• _Excerpted passage_
◇ ◇ ◇
Rackspace says hackers accessed customer data during ransomware attack
Cloud computing giant Rackspace has confirmed hackers accessed customer data during last month’s ransomware attack.
The attack, which Rackspace first confirmed on December 6, impacted the company’s hosted Exchange email environment, forcing the web giant to shut down the hosted email service following the incident. At the time, Rackspace said it was unaware “what, if any, data was affected.”
In its latest incident response update published on Friday, Rackspace admitted that the hackers gained access to the personal data of 27 customers. Rackspace said the hackers accessed PST files, typically used to store backup and archived copies of emails, calendar events and contacts from Exchange accounts and email inboxes.
Rackspace said about 30,000 customers used its hosted Exchange service — which it will now discontinue — at the time of the ransomware attack.
“We have already communicated our findings to these customers proactively, and importantly, according to Crowdstrike, there is no evidence that the threat actor actually viewed, obtained, misused, or disseminated any of the 27 Hosted Exchange customers’ emails or data in the PSTs in any way,” said Rackspace. The company added that customers that haven’t been contacted directly can “be assured” that their data was not accessed by attackers.
Rackspace attributed the breach to the Play ransomware group, a relatively new gang that recently claimed attacks on the Belgian port city of Antwerp and the H-Hotels hospitality chain. Rackspace’s stolen data is not currently listed on the ransomware group’s leak site, and it’s unclear if Rackspace has paid a ransom demand.
According to the incident report update, Play threat actors gained access to Rackspace’s networks by exploiting CVE-2022-41080, a zero-day flaw patched by Microsoft in November that has been linked to previous ransomware incidents.
◇ ◇ ◇
• _Source material_
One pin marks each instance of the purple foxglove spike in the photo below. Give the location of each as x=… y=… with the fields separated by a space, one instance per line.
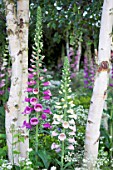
◇ ◇ ◇
• _Required action 1_
Answer these questions from the Rackspace article:
(a) On what date did Rackspace first confirm the attack?
(b) About how many customers were using the hosted Exchange service when the attack happened?
(c) Which flaw did the Play threat actors exploit to get into Rackspace's networks?
• _Required action 2_
From the Rackspace article, pull out the stretch from "Rackspace says hackers" through "month’s ransomware attack." word for word.

• _Answer section 1_
(a) December 6
(b) About 30,000
(c) CVE-2022-41080

• _Answer section 2_
Rackspace says hackers accessed customer data during ransomware attack
Cloud computing giant Rackspace has confirmed hackers accessed customer data during last month’s ransomware attack.